» **Request**
Reproduce only the part of the items that begins with the line containing "Target: red tiled roof" and continues through the end of the items, substituting "wooden post" for "wooden piling" and leaving everything else unchanged.

» **The input**
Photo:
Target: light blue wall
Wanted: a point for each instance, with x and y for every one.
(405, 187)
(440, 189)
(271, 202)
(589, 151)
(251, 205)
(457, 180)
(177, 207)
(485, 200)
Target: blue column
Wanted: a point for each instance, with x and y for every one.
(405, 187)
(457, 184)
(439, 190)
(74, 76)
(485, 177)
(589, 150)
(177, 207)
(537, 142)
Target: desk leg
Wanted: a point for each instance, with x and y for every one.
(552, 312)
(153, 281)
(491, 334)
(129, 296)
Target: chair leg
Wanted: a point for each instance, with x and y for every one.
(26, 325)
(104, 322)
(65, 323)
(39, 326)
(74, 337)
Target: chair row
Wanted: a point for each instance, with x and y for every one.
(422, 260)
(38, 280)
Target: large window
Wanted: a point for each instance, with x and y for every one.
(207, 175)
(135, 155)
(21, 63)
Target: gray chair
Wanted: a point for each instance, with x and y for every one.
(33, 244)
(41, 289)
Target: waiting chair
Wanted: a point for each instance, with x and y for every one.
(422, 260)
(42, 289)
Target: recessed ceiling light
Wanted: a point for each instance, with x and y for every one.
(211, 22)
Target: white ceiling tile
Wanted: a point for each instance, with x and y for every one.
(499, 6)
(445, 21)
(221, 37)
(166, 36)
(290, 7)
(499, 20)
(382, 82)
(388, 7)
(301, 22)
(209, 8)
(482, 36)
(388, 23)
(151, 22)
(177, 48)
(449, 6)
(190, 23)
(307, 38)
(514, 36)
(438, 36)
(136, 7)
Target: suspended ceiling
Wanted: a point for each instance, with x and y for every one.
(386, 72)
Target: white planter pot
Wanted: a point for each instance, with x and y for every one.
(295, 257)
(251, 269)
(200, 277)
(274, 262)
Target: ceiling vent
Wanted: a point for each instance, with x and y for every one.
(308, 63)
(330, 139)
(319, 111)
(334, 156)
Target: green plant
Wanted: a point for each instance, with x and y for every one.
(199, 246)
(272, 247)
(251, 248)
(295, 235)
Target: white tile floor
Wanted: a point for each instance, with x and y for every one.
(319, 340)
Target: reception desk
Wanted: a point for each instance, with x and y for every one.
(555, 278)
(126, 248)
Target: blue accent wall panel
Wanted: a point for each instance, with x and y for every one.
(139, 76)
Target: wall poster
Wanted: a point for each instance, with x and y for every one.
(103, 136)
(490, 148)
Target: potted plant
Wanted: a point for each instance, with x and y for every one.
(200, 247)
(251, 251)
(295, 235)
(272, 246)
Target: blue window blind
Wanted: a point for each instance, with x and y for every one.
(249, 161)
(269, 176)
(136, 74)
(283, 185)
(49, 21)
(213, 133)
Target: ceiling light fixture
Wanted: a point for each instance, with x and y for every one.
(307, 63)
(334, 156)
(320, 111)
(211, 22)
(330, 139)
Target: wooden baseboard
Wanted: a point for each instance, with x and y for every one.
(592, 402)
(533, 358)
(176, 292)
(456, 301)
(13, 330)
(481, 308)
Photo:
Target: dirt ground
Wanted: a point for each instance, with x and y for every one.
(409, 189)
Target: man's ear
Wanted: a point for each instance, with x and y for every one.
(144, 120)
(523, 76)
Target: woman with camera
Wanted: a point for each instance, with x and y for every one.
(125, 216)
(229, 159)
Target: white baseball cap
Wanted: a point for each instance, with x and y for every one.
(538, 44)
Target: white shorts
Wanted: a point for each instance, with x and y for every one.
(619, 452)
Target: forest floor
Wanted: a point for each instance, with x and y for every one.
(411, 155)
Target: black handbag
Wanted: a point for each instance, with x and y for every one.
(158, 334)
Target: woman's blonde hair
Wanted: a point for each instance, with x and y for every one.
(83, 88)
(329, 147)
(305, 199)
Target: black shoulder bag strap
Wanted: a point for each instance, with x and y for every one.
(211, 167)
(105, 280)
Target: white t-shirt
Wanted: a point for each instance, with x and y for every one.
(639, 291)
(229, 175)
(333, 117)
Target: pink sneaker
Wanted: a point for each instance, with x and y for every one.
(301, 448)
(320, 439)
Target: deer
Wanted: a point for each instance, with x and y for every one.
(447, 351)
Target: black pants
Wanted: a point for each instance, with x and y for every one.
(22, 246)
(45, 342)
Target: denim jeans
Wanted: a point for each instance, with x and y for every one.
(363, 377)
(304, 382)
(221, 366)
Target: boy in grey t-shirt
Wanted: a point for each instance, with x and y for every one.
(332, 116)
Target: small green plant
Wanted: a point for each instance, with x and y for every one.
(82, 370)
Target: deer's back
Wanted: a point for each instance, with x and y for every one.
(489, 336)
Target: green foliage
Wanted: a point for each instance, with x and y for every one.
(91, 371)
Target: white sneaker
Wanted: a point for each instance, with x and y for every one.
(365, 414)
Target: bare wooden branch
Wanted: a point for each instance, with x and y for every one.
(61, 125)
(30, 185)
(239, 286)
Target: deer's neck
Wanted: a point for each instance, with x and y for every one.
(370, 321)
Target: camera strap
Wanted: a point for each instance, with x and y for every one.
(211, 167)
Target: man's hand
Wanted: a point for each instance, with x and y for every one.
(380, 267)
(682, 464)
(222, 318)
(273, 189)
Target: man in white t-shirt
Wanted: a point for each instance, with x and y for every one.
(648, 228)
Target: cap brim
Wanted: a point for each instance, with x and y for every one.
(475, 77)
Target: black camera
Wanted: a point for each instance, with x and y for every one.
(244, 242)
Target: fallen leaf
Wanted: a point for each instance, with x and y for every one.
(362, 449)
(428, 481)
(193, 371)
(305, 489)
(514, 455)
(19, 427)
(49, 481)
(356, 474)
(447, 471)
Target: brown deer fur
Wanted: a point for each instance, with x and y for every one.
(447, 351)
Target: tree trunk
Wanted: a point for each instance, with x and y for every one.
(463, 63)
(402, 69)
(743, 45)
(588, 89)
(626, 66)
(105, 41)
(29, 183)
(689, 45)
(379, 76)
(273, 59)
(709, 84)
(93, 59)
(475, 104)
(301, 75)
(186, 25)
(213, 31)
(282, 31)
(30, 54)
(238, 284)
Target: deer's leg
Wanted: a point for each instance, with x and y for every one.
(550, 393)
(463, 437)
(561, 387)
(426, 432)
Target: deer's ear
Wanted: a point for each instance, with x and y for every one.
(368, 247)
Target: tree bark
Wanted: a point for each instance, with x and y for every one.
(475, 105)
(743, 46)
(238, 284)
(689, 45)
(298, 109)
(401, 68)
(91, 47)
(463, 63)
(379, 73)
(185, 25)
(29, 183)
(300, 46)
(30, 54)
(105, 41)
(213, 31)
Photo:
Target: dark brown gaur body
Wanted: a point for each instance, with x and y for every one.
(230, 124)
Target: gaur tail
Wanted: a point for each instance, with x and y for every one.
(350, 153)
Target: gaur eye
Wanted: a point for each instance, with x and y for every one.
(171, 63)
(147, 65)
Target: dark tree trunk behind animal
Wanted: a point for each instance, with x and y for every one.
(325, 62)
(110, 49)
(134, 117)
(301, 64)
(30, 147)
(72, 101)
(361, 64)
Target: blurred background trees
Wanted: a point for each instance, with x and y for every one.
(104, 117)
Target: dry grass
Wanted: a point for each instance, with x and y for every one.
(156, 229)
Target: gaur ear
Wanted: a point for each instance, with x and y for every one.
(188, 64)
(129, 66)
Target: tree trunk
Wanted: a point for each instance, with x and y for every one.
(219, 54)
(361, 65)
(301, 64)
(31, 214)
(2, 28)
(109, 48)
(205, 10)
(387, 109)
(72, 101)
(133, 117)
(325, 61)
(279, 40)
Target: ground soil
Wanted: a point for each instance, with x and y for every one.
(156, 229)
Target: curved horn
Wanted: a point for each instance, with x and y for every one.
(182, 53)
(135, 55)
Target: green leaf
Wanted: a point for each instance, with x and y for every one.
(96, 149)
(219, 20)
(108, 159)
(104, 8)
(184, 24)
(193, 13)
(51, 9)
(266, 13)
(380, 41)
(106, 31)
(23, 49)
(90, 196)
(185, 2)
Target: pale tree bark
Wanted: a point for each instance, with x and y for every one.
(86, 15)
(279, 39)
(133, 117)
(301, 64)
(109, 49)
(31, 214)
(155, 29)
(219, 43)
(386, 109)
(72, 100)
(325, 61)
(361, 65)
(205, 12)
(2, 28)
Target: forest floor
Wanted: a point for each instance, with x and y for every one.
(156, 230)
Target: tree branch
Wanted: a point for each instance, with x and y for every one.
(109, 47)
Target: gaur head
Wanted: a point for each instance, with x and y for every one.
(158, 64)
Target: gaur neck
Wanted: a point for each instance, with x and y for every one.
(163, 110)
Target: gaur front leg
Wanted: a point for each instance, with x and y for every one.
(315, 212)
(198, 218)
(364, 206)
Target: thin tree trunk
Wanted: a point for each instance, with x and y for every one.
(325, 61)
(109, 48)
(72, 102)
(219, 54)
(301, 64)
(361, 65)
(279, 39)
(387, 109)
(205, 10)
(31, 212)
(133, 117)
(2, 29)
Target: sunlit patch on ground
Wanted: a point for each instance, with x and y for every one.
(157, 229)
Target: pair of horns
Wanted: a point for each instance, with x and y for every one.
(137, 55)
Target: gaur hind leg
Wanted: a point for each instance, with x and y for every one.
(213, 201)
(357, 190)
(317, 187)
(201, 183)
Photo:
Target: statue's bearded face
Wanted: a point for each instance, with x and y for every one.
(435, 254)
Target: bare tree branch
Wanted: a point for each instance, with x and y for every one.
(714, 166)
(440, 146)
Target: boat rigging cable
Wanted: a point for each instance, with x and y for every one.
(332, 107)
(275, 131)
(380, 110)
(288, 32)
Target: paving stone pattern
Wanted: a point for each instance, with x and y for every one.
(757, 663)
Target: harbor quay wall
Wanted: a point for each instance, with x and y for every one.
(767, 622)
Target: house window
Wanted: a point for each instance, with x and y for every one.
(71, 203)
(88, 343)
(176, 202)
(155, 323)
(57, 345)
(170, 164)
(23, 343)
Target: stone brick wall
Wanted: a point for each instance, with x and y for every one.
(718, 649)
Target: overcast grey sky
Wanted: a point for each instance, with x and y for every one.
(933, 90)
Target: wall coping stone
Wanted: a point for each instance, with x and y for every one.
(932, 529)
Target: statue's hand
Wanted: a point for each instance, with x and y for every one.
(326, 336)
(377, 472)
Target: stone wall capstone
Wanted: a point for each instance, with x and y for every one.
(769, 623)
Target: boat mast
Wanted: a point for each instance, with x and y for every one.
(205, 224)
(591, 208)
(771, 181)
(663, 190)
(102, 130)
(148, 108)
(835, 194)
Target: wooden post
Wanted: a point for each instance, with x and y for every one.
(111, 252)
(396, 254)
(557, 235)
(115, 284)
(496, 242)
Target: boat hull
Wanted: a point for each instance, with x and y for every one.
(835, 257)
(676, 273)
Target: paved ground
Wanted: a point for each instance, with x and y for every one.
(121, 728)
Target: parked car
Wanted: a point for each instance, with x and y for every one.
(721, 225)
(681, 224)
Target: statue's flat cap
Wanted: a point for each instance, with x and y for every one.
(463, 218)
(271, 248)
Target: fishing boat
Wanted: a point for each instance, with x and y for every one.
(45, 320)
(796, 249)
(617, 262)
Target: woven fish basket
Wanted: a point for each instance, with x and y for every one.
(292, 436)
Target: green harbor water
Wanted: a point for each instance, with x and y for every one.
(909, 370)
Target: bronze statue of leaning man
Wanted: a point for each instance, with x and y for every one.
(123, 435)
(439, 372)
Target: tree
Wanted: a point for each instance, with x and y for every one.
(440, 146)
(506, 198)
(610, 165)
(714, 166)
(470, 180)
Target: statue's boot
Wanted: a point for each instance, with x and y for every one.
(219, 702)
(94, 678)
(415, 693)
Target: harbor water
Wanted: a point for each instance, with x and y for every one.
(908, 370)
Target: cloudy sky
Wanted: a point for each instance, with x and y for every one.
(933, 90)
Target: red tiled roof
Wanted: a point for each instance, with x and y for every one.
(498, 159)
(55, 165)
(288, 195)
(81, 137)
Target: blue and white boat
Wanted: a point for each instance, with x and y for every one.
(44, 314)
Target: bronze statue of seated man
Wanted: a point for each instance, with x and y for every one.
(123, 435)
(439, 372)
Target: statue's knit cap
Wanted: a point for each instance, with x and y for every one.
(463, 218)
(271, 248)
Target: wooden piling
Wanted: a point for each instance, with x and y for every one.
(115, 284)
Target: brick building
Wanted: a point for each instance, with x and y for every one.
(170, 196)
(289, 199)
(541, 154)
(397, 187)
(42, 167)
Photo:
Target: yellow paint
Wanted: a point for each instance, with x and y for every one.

» **Reply**
Target: red tiled roof
Wanted: a point for each instance, with x and y for every one.
(498, 159)
(55, 165)
(288, 195)
(81, 137)
Target: blue and white boat
Wanted: a point for each instance, with x and y for every one.
(44, 314)
Target: bronze statue of seated man
Wanted: a point for each instance, with x and y for every one.
(123, 435)
(439, 372)
Target: statue's knit cap
Wanted: a point for each instance, with x and y for every one.
(463, 218)
(271, 248)
Target: wooden post
Wanted: a point for each instance, with x and y for every one.
(115, 284)
Target: brick building
Wanted: a point for each instance, with x and y for every one.
(170, 196)
(289, 199)
(541, 154)
(397, 187)
(42, 167)
Photo:
Target: yellow paint
Wanted: a point for each instance, with x and y for every one.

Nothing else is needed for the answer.